- REQUIREMENT:
Reproduce only the records from the line containing "Where can you see the carved" through the end of the records, substituting "timber" for each occurrence of "wooden" and keeping everything else identical.

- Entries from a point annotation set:
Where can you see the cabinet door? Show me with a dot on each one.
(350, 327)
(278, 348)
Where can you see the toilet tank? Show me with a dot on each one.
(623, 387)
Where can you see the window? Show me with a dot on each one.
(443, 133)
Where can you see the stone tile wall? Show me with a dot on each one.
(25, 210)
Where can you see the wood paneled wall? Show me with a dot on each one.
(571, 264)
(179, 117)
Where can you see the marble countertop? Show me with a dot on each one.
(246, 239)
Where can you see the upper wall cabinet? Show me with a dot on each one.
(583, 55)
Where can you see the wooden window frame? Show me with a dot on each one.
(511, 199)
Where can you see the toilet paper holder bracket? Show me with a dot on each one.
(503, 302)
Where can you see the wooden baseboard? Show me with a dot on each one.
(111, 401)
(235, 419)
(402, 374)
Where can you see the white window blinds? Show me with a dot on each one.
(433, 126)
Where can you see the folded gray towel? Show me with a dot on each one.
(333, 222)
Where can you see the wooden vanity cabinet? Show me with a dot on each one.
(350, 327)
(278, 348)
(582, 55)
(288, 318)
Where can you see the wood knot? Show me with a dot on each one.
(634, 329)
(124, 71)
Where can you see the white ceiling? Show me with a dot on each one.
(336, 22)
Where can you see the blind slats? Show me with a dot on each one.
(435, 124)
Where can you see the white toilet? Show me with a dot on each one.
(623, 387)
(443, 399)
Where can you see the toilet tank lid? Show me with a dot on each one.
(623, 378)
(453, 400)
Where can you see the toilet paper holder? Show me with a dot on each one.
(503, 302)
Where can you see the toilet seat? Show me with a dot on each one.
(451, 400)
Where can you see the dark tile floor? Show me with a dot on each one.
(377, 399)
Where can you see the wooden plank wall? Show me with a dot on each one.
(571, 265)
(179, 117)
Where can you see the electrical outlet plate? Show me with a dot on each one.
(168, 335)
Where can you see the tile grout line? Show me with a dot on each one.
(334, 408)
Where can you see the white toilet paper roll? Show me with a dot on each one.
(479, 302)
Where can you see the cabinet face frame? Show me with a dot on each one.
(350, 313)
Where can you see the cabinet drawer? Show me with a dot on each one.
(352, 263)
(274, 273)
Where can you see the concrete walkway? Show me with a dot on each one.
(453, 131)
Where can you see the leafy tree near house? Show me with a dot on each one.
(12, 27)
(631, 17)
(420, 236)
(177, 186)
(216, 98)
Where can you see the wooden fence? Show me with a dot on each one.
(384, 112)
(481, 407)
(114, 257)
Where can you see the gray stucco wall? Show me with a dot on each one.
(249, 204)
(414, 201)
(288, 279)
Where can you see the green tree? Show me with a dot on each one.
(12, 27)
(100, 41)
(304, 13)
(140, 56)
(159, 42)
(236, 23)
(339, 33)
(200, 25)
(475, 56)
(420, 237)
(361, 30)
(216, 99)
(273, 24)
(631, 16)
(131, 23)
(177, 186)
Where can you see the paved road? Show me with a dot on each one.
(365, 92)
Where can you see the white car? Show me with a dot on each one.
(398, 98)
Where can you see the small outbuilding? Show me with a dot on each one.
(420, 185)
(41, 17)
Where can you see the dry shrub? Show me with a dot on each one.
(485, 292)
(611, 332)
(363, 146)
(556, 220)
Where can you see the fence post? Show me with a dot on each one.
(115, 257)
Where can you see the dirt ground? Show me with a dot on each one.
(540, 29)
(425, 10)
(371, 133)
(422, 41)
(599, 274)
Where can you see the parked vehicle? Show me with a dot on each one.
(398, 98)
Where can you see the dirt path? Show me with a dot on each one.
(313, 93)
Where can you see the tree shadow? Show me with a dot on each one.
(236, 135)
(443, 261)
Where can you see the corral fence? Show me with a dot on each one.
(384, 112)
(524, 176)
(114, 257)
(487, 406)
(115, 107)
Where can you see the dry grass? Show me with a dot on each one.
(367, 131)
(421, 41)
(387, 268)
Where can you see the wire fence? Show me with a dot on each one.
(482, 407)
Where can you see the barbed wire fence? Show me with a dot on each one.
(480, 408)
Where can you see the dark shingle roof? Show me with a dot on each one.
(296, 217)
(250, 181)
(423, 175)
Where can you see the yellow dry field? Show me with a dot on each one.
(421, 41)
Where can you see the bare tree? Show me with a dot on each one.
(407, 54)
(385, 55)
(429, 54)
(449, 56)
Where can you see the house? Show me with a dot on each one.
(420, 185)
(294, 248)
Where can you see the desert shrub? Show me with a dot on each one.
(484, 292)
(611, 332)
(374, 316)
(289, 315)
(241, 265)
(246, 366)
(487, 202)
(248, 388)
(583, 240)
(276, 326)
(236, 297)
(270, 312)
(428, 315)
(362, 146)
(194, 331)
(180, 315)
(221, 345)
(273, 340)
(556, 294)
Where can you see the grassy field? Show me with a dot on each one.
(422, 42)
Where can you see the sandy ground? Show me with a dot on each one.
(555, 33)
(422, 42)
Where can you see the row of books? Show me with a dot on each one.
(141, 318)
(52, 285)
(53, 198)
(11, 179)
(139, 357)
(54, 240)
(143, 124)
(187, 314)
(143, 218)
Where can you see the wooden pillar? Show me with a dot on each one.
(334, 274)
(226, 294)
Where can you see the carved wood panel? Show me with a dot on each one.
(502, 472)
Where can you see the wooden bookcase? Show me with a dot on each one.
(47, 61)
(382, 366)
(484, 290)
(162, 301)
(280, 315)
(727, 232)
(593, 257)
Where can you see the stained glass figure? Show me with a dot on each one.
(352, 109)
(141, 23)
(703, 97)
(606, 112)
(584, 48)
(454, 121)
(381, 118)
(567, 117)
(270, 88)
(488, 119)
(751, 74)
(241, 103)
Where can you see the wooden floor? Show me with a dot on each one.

- TASK OUTPUT:
Where can you see the carved wood panel? Show me with a dot on each one.
(502, 472)
Where can you see the timber bookcase? Show me with a dot on each one.
(47, 61)
(382, 366)
(484, 290)
(162, 301)
(280, 315)
(727, 232)
(593, 257)
Where can you see the stained glass figure? Show me with a dot on each one.
(352, 109)
(141, 23)
(703, 97)
(606, 112)
(584, 48)
(454, 121)
(381, 118)
(567, 117)
(270, 88)
(488, 119)
(751, 74)
(241, 103)
Where can you see the timber floor? Show me with a dot on each one.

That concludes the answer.